### Task instructions
Gather and copy out every line below that contains the string "fallen".

### Input rows
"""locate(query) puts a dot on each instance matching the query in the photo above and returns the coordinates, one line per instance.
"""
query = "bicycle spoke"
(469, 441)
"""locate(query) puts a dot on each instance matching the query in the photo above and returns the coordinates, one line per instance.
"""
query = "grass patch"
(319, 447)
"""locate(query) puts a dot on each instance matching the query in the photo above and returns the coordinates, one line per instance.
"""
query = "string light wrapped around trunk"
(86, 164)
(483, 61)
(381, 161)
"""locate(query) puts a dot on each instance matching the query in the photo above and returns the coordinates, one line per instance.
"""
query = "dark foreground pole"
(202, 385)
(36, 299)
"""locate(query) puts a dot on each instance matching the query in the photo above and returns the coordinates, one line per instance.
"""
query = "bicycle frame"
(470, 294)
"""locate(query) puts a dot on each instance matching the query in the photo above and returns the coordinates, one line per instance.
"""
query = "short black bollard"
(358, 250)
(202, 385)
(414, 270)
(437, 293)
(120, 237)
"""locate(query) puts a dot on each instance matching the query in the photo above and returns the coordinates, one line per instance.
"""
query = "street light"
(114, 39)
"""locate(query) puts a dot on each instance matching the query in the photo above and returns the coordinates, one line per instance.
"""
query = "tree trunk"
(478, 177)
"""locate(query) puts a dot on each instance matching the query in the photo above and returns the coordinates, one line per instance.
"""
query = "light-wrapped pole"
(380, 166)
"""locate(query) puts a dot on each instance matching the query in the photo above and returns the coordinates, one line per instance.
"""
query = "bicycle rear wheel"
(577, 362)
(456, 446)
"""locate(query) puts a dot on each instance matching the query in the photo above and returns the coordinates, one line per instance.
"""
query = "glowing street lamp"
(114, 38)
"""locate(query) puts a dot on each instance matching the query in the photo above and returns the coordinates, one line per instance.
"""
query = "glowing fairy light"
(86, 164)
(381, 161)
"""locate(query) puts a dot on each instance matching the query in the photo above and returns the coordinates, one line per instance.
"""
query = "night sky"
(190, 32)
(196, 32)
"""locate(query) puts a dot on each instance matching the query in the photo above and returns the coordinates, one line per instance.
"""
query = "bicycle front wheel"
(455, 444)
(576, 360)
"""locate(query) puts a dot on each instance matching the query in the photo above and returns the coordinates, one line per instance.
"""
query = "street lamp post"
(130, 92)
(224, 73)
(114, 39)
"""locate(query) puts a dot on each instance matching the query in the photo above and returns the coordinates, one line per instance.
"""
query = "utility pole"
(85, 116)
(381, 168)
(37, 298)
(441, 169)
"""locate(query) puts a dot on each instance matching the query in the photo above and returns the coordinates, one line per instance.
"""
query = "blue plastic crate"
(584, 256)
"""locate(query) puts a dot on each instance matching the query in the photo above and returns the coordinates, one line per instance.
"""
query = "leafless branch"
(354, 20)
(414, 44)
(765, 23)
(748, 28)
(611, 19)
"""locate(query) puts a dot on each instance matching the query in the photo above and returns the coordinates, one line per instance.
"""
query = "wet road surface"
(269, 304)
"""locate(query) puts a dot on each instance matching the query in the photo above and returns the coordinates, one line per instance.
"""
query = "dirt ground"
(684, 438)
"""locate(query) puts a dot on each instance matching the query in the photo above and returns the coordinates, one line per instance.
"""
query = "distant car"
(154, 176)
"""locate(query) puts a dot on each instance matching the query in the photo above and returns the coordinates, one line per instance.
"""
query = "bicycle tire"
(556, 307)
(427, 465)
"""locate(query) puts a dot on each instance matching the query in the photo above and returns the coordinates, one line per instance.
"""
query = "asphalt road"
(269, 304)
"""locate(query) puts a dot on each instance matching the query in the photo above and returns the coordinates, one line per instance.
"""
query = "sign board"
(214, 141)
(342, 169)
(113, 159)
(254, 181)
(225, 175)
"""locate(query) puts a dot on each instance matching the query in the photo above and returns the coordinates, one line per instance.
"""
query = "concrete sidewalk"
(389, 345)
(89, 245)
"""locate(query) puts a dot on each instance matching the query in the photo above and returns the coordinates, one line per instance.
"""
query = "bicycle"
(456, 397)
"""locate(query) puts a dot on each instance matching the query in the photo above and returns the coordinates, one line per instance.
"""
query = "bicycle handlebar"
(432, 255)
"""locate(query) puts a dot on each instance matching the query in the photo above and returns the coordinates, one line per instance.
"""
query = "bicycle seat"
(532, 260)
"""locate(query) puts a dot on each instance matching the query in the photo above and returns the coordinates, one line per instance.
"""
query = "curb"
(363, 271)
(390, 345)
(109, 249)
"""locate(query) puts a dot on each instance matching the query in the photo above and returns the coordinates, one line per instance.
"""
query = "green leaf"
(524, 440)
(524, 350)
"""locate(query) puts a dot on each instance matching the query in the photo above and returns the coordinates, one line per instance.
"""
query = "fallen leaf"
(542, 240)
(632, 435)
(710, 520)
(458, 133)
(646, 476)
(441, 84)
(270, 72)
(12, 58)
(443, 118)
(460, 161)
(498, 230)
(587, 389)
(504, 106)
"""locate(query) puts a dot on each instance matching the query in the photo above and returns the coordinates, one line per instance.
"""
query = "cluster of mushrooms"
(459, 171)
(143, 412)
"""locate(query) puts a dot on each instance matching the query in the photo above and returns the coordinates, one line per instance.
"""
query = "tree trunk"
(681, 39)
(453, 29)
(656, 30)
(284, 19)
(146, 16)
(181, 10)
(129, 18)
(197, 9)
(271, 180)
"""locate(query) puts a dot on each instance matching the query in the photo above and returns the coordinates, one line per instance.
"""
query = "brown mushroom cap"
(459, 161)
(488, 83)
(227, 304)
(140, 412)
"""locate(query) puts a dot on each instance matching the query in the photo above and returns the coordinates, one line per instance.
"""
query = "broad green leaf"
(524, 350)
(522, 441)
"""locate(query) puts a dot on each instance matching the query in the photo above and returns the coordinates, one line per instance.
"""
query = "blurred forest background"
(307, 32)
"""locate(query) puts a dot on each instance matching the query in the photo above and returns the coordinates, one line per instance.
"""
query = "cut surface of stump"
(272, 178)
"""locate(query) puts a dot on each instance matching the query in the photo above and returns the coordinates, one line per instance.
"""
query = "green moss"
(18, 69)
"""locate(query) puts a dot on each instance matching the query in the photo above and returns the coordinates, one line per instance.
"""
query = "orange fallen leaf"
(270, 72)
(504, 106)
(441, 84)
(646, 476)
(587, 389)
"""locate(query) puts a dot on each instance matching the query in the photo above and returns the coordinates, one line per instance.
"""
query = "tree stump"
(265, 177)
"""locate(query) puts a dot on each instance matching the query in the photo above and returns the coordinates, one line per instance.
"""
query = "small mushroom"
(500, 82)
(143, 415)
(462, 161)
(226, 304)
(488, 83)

### Answer to the problem
query = "fallen leaf"
query = "orange fallen leaf"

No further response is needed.